▶ [Task 1]: Copy out the portion of the forum thread on Hilton's surgery that opens with the words containing "## coco_little_bear (May" and closes with "is too cute!".
▶ [Task 2]:
Answer these questions using the forum thread on Hilton's surgery:
(a) At what time will Hilton be picked up from the hospital?
(b) For how many days is Hilton supposed to stay relatively calm?
(c) By what day was BG trying to run and play?
▶ [Task 3]: In the forum thread on Hilton's surgery, list every poster whose message ends with "Sent from Petguide.com Free App".

▶ [Reading passage]:

# Surgery day for Hilton



## Dave (Aug 28, 2008)

Surgery for Hilton today and I think that Bella and Ariel are trying to camouflage her so we cant find her. I'll post an update later on and hopefully she wont have a cone of shame on. Cindy is really nervous for her.


----------



## Huly (Mar 5, 2012)

Thoughts and prayers!


----------



## debrawade10 (Oct 10, 2013)

Aww, just love them together, good luck to Hilton!! Keep us posted please.


----------



## ChiChiLove (Feb 4, 2013)

Good luck, Hilton! I'm sure everything will go smoothly. ❤


Sent from Petguide.com Free App


----------



## Dave (Aug 28, 2008)

Hospital phoned. Surgery went well. No complications removing the hernia and her lady parts. The nurse said she was awake and snuggled up in a blanket. They did a laser theraputic treatment to assist with the pain and swelling. We pick her up at 5. I'll post a couple post op pics when I collect her.


----------



## debrawade10 (Oct 10, 2013)

Yay!! All three of my girls were running around like normal within one day...I had to sedate them. They however, did not have hernia repair, so I'm sure that's a whole different deal.


----------



## Dave (Aug 28, 2008)

yeah the doc said that because she is so wee and the incision is going to be a bit longer, she is supposed to be relatively calm for the next 10 days. I had my wife take tomorrow off and I'm taking Thursday off and I work from home Friday. It isnt really Hilton im worried about, the other 2 chuckle heads will likely try and get her going so we are really going to have to keep an eye on her.


----------



## Huly (Mar 5, 2012)

BG was trying to run and play by day 3 so yeah it is hard keeping them down. 

Oh and she had both hernia and spay too


----------



## elaina (Jul 1, 2008)

i'm so happy to hear that Hiltons surgery went well !


----------



## MaddiLovesDogs (Jan 16, 2014)

Good luck Hilton!!! You can do it!


----------



## Chiluv04 (Dec 19, 2013)

Hope all goes well!


Sent from Petguide.com Free App


----------



## Alula (Feb 3, 2013)

Glad its good news Dave. My only experience waa dropping Basil off for his neuter which is a much smaller operation and and cried in the vets! Hehe

Sent from Petguide.com Free App


----------



## coco_little_bear (May 30, 2012)

I'm glad to hear it all went well, I hope she'll recover fast.


----------



## Angel1210 (Mar 14, 2011)

So glad everything went well. That picture is too cute!


----------



## lulu'smom (Jan 4, 2012)

So glad all went well with Hilton's surgery.  Keep us updated on how she recovers.


----------



## Dave (Aug 28, 2008)

▶ [Data]:
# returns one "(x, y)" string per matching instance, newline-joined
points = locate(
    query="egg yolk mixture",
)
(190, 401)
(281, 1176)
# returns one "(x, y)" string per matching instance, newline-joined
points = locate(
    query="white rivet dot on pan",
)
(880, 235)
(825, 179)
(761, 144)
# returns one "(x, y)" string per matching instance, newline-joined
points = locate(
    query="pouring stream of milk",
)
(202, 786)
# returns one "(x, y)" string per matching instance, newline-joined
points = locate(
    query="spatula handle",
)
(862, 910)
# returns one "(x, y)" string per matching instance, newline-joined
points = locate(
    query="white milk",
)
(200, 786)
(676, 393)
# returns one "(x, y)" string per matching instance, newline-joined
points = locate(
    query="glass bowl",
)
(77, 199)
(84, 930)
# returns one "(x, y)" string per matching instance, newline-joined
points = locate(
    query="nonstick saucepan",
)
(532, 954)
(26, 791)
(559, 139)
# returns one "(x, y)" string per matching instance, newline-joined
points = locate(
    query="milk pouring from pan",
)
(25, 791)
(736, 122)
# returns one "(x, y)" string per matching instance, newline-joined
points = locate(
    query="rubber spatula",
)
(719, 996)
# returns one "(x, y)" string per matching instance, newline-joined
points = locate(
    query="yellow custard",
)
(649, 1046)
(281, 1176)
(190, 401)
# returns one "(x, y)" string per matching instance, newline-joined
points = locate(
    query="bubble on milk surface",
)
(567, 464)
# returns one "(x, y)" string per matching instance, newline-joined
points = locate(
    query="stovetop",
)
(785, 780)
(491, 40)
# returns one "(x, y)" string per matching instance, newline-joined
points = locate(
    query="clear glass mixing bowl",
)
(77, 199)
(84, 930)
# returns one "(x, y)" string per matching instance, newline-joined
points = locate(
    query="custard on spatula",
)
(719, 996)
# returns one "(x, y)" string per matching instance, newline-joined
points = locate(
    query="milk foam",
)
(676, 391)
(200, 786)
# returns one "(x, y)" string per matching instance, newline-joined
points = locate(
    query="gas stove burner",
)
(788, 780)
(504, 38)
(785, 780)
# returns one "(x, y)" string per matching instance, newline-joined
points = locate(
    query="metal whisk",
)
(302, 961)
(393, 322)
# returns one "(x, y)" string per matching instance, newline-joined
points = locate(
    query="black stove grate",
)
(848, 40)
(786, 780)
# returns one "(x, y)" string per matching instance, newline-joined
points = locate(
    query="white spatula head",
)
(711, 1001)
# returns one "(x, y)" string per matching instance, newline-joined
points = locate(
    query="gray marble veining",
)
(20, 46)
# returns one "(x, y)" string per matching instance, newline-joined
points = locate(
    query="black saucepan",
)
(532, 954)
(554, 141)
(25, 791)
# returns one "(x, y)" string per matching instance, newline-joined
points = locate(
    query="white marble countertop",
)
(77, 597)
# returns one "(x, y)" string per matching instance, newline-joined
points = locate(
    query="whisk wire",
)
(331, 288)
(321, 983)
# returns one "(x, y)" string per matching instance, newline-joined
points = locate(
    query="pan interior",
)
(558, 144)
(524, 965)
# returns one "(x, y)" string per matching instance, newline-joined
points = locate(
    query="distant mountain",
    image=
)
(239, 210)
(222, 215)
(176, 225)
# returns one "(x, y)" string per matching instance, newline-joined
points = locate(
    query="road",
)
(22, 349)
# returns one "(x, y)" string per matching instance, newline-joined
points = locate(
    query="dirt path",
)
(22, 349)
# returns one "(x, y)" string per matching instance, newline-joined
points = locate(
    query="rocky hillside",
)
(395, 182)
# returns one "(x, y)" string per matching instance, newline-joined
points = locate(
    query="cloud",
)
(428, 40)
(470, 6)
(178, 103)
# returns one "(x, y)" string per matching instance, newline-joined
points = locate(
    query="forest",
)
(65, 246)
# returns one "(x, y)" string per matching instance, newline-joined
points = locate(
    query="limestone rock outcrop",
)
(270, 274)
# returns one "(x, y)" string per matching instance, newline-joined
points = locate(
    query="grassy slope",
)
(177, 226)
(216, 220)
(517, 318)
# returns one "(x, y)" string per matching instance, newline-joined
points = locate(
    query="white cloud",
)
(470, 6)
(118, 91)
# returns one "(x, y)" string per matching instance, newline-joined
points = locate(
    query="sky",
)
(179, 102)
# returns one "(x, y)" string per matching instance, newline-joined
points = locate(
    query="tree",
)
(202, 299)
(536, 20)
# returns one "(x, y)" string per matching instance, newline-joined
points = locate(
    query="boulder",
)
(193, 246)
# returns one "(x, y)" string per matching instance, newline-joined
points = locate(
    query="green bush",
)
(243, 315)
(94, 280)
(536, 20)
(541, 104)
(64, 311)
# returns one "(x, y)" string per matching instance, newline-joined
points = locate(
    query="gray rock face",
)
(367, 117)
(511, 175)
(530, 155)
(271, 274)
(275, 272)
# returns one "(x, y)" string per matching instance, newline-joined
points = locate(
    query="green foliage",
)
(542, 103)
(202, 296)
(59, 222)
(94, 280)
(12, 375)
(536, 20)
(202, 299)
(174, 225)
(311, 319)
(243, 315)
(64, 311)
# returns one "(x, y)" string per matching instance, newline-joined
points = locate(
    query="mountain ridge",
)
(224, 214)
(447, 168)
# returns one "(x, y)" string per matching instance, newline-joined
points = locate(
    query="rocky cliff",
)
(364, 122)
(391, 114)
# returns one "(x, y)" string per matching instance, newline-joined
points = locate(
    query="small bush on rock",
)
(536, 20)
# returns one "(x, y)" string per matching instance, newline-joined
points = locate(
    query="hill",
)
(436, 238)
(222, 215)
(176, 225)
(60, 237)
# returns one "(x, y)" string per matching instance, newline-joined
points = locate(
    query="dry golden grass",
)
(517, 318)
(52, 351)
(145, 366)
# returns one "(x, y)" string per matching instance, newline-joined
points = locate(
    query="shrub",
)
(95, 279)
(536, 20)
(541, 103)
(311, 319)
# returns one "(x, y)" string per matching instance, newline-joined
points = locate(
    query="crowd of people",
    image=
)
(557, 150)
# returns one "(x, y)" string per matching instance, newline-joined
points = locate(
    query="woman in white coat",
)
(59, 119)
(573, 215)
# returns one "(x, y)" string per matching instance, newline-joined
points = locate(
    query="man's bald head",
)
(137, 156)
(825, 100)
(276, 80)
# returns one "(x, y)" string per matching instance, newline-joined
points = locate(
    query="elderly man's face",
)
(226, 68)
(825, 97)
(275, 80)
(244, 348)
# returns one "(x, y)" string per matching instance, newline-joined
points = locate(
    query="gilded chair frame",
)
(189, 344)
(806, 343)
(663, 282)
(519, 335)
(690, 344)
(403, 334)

▶ [Worked solution 1]:
## coco_little_bear (May 30, 2012)

I'm glad to hear it all went well, I hope she'll recover fast.


----------



## Angel1210 (Mar 14, 2011)

So glad everything went well. That picture is too cute!

▶ [Worked solution 2]:
(a) At 5.
(b) 10 days.
(c) Day 3.

▶ [Worked solution 3]:
ChiChiLove
Chiluv04
Alula